* **Task requirements**
Copy the lines of the data verbatim, starting at the line that contains "and navy striped" and ending at the line that contains "[668,274,875,496]".

━━━ Recorded data ━━━

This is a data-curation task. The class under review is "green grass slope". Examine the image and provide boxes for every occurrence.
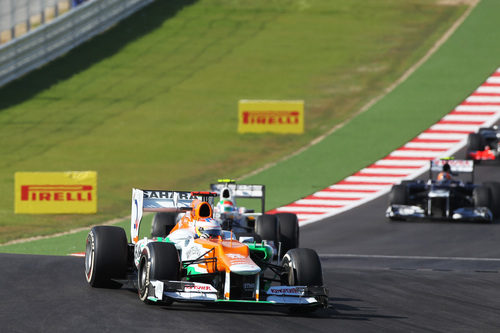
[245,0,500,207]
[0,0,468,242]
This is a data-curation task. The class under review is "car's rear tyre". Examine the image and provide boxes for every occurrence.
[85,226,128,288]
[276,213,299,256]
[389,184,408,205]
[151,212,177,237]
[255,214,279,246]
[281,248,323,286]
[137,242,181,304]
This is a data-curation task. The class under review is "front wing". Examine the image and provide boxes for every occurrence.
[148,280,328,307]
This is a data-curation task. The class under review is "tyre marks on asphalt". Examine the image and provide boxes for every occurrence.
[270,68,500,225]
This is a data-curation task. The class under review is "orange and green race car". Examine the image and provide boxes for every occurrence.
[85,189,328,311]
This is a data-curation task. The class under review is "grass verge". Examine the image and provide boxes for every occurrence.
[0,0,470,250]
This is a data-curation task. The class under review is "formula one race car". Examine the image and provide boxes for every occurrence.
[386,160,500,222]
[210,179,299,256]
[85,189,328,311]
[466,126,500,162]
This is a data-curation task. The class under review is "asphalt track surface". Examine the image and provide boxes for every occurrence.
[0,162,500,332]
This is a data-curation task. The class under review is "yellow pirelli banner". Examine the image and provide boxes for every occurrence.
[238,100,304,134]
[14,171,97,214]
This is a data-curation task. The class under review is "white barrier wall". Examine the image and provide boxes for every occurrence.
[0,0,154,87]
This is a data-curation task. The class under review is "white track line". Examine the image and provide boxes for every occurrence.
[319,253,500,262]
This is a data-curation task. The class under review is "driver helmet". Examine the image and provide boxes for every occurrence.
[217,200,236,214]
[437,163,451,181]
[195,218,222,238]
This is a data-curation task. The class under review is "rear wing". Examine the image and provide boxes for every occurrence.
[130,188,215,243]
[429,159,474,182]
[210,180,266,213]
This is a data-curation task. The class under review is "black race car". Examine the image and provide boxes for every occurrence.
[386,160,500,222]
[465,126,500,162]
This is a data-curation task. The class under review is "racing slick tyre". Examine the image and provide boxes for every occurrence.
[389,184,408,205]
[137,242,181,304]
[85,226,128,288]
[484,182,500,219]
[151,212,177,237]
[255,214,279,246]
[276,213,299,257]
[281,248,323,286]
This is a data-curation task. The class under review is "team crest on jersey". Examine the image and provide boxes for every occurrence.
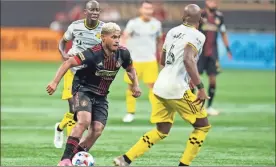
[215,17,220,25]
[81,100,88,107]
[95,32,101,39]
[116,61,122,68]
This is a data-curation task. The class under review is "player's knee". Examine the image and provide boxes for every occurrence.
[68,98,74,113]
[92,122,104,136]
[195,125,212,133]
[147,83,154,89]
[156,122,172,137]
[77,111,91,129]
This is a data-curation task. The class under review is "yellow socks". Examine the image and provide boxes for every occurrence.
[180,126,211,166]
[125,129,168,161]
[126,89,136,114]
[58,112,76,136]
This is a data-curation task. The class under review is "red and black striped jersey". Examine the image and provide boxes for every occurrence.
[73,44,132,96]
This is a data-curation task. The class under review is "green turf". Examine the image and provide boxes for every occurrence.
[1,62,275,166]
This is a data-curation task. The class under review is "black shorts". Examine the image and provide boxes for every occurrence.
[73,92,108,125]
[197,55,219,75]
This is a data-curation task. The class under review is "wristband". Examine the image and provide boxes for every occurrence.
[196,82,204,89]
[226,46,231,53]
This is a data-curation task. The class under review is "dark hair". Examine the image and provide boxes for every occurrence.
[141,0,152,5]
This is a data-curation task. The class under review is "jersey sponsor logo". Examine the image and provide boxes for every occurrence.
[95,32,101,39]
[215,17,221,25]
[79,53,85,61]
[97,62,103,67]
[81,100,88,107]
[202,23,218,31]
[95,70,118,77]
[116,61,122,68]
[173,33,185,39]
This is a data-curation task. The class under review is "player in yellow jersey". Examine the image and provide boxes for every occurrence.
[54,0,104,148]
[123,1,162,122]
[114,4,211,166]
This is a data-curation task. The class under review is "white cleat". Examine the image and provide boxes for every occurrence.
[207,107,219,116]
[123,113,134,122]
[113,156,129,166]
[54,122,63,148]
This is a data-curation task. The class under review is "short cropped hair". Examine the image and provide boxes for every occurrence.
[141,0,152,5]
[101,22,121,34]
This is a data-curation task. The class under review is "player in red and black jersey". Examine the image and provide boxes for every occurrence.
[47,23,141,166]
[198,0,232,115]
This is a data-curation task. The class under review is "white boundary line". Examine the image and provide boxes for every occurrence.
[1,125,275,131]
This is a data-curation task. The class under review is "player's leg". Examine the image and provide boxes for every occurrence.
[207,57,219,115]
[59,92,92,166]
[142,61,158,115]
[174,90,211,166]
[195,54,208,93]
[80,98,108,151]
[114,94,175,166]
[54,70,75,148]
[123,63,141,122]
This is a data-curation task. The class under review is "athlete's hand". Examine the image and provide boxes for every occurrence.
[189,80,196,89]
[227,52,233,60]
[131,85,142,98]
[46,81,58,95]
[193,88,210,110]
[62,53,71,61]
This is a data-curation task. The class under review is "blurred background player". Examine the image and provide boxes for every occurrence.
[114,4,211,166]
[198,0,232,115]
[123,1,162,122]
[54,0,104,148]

━━━
━━━ Recorded data ━━━

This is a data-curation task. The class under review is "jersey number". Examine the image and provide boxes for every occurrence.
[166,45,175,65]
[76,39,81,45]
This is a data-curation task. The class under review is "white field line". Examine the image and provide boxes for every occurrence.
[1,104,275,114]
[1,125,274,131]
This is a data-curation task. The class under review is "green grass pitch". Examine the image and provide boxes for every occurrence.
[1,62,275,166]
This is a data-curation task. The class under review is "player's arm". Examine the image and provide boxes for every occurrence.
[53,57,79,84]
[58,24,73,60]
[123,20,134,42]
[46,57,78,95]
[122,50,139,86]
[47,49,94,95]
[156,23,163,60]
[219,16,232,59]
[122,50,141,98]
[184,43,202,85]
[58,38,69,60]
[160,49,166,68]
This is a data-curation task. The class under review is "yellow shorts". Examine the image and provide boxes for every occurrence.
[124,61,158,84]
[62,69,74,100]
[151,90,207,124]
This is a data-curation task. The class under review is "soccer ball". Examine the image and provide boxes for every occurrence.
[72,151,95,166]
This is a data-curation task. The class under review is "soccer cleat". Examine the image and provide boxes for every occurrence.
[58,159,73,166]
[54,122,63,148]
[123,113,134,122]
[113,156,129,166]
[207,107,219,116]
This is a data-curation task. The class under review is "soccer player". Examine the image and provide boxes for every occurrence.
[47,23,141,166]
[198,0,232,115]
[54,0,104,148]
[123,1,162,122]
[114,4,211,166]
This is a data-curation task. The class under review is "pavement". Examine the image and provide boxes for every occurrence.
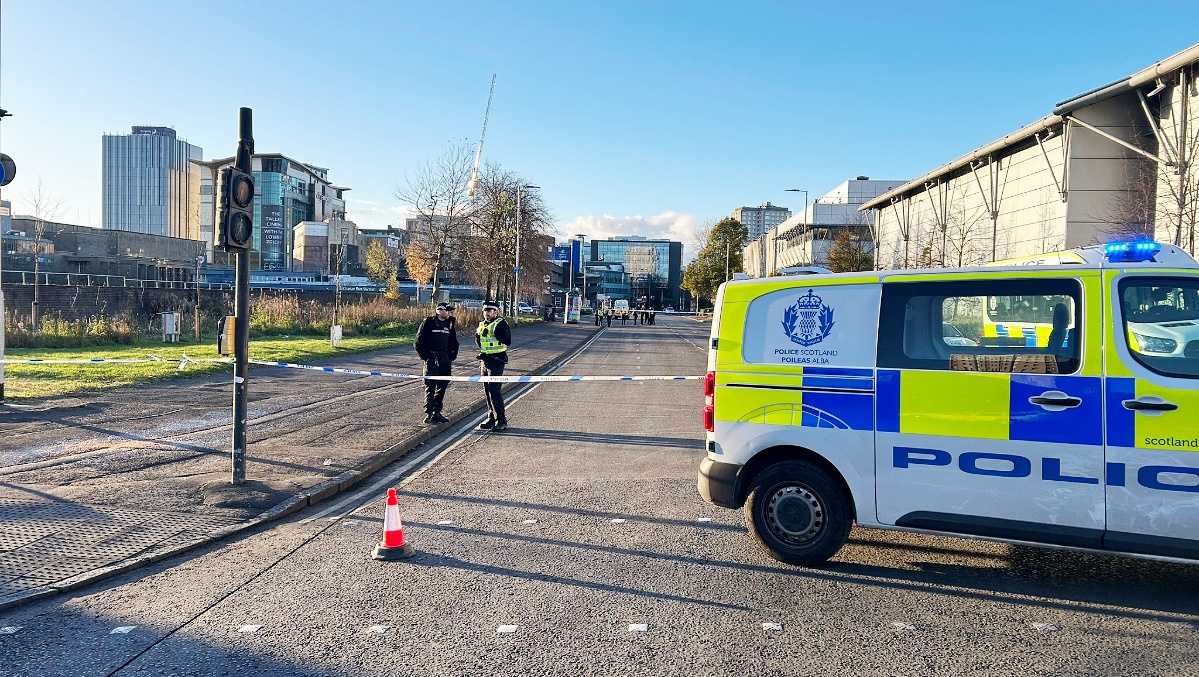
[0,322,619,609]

━━━
━━━ Recorded data ━━━

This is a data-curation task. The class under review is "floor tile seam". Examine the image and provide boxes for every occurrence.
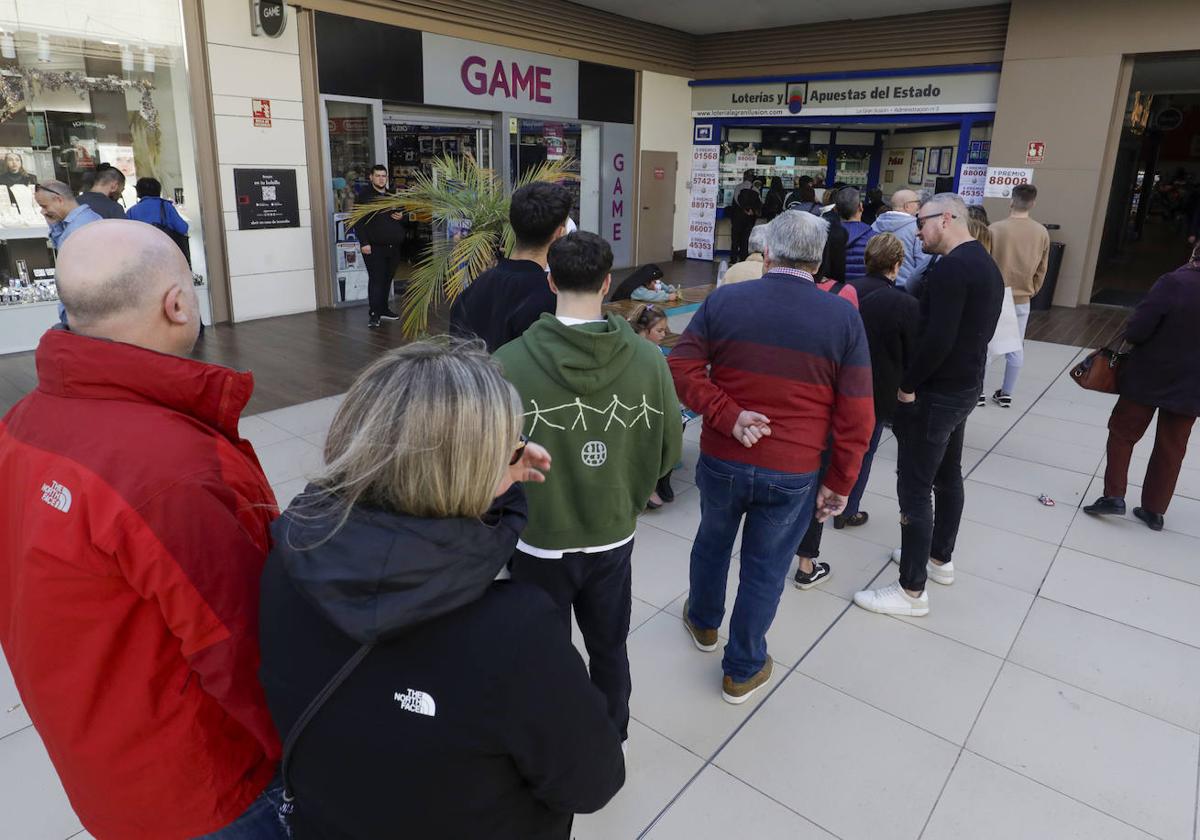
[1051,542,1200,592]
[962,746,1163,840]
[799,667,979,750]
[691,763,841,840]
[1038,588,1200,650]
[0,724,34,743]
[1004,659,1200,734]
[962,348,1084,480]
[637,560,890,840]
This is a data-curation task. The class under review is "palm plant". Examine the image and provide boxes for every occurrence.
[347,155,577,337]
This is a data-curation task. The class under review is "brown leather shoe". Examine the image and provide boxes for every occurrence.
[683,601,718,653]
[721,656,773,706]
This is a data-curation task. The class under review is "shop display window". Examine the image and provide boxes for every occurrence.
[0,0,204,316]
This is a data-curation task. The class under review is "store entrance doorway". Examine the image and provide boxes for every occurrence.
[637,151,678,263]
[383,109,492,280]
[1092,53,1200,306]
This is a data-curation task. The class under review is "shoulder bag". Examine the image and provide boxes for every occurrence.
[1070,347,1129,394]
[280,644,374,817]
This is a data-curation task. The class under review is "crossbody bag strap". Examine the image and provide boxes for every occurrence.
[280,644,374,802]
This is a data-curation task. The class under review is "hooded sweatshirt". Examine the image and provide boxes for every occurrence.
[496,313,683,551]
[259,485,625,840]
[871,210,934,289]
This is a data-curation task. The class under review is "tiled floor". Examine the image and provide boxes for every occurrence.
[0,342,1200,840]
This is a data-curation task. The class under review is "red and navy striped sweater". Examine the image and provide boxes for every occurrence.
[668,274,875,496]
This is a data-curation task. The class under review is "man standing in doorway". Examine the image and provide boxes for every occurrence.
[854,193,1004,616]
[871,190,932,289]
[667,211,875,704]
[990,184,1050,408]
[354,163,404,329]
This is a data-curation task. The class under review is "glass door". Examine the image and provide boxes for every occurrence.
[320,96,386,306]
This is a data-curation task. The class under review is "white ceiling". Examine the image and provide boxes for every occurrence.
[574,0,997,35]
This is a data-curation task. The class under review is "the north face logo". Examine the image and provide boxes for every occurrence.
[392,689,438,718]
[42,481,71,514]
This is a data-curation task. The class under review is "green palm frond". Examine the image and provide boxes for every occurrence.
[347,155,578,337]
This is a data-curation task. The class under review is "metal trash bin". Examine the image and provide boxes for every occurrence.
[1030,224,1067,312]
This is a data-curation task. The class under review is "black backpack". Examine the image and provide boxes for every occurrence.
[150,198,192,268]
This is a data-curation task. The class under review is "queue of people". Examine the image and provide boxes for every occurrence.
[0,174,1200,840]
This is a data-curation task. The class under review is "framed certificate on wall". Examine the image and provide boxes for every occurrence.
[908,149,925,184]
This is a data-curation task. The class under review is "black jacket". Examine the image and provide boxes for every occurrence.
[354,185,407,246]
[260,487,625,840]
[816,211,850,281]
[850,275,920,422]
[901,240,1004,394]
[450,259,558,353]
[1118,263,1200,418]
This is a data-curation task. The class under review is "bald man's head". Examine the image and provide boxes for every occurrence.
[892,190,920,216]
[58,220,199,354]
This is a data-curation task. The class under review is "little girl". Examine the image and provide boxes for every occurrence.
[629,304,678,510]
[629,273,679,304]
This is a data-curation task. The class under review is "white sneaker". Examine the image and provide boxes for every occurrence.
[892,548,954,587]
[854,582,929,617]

━━━

* **Output of the task**
This is a data-curation task. The class under review is "red and navy striped sweater". Examine the image and provide boxes for every occurrence.
[668,274,875,496]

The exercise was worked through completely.